Supplied material
....

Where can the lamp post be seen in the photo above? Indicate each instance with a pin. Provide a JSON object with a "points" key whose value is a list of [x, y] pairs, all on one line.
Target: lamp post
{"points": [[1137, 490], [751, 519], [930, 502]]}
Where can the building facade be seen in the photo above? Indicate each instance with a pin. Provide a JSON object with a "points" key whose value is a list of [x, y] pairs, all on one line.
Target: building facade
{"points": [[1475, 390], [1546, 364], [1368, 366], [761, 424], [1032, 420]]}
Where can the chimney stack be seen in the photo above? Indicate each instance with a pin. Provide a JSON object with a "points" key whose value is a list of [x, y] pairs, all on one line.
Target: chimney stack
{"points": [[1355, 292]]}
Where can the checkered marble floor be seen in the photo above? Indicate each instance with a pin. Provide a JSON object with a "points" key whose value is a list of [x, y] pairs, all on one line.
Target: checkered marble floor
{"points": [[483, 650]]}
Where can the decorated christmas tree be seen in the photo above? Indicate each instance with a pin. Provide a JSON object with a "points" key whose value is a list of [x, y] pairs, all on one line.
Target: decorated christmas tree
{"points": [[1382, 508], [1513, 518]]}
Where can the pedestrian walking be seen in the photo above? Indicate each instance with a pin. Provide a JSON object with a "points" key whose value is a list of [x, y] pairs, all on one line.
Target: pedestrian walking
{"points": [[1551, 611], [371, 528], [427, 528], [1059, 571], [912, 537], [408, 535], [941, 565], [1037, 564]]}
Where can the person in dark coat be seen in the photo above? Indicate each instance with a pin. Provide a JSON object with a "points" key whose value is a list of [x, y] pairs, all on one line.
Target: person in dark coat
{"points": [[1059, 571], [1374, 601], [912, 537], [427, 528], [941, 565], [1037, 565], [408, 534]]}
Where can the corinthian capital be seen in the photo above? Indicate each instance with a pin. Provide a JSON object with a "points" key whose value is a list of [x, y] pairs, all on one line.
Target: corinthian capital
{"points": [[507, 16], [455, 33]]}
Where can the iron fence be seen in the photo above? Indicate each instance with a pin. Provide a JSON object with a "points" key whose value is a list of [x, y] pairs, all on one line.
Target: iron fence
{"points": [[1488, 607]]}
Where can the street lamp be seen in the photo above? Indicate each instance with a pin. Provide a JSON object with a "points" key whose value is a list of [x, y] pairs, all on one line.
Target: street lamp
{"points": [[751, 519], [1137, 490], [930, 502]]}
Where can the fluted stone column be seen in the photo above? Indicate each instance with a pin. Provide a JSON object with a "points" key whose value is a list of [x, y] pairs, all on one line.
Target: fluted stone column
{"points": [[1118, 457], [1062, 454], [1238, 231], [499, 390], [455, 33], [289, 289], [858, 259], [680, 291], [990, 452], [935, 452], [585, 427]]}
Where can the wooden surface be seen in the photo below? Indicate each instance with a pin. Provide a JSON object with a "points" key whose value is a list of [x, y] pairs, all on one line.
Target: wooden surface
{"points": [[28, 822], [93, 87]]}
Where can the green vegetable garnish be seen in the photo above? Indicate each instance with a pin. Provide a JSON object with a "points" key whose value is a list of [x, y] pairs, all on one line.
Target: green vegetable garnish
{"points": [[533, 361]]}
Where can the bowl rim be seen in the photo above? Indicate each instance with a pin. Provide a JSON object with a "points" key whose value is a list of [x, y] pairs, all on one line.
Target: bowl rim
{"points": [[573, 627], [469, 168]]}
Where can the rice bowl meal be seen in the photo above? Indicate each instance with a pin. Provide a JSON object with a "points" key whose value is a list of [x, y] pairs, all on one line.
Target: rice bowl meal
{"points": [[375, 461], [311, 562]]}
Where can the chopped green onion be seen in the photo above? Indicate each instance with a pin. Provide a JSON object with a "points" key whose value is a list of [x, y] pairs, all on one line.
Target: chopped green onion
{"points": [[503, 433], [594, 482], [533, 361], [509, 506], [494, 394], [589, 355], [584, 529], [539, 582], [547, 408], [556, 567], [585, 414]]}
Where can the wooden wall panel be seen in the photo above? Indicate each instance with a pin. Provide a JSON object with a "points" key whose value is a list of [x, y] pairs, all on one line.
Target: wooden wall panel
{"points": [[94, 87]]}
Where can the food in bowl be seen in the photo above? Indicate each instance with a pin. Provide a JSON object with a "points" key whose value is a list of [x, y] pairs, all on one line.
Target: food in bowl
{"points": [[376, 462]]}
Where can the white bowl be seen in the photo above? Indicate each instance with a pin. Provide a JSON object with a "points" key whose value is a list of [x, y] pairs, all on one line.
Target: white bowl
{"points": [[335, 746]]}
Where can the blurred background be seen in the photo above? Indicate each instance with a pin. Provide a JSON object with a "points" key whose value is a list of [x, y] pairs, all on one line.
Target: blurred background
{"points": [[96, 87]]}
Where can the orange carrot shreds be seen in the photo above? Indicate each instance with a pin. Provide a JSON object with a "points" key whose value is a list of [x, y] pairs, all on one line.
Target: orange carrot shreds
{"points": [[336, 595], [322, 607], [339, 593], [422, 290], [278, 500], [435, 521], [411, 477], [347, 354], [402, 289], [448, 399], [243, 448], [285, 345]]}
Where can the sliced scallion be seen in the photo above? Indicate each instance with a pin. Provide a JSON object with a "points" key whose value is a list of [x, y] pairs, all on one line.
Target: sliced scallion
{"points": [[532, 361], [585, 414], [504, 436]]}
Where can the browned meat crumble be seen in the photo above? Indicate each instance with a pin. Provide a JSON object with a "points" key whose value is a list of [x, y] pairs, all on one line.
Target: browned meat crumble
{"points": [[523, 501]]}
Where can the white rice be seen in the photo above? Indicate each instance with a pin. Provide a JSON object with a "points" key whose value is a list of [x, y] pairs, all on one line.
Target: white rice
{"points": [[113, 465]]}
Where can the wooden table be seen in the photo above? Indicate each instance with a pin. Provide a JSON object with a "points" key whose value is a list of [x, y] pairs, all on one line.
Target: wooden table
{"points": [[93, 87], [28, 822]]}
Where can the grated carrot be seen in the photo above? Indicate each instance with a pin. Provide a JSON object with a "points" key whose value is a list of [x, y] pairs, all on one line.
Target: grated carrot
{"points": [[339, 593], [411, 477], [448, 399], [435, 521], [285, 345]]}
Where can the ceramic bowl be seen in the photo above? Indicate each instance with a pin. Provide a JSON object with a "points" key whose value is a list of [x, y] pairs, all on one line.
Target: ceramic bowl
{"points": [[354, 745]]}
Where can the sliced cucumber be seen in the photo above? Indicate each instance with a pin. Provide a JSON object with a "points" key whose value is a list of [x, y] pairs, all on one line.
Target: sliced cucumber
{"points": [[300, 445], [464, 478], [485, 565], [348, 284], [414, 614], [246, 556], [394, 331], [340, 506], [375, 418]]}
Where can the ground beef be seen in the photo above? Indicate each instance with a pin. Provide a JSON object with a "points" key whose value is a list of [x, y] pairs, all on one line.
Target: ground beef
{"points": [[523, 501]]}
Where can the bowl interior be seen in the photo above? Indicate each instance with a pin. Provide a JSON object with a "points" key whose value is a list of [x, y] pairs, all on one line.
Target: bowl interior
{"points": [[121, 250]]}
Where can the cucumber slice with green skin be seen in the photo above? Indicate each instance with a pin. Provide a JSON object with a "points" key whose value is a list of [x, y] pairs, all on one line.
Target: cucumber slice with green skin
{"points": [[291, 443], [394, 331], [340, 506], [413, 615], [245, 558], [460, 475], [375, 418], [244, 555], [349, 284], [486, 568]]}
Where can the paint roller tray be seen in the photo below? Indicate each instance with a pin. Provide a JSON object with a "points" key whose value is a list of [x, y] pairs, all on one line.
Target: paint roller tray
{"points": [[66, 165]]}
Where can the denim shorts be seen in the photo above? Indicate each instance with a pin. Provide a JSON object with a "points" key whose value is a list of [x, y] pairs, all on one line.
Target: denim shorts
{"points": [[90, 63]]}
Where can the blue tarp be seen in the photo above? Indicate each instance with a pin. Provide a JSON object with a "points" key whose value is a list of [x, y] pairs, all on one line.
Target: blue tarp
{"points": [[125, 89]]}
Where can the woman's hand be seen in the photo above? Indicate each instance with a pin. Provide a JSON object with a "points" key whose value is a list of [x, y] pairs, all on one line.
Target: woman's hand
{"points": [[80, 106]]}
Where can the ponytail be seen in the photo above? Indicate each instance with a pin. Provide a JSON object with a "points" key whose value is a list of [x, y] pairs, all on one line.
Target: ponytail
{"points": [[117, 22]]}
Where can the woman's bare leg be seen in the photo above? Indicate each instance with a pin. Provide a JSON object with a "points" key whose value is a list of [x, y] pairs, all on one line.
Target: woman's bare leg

....

Goal
Locate "Where can the paint" in the data above. Then repeat, exactly, its line and each line after it through the last, adding nothing.

Solution below
Where can the paint roller tray be seen in the photo below? Indicate each instance with a pin. Provide a JSON object with a "points" key whose value is a list of [x, y] pairs, all on one line.
Target: paint roller tray
{"points": [[66, 165]]}
Where can the denim shorts be seen in the photo above? Indicate each instance with a pin. Provide a JSON object with a "points" key whose value is a list of [x, y] pairs, all on one line.
Target: denim shorts
{"points": [[90, 63]]}
Where can the blue tarp be seen in the photo above? Indicate each instance with a pin. Provide a JSON object with a "points" key whose value is a list of [x, y] pairs, all on one line.
Target: blue tarp
{"points": [[125, 89]]}
Where can the woman's hand be seen in the photo above? Indicate each instance with a pin. Provide a JSON object with a "points" key whose value is a list of [x, y] pairs, all on one line.
Target: woman's hand
{"points": [[80, 106]]}
Where can the ponytail be seen in the photo above? Indicate each instance with a pin. Provide a JSON object with a "points" key whose value is a list of [x, y] pairs, all on one line.
Target: ponytail
{"points": [[117, 22]]}
Where can the woman's bare leg be seen in the photo above? Indicate each instance with a pin. Provide a JSON object with a "points" key whose value is a list of [x, y] pairs, all on one line.
Target: woman's bare leg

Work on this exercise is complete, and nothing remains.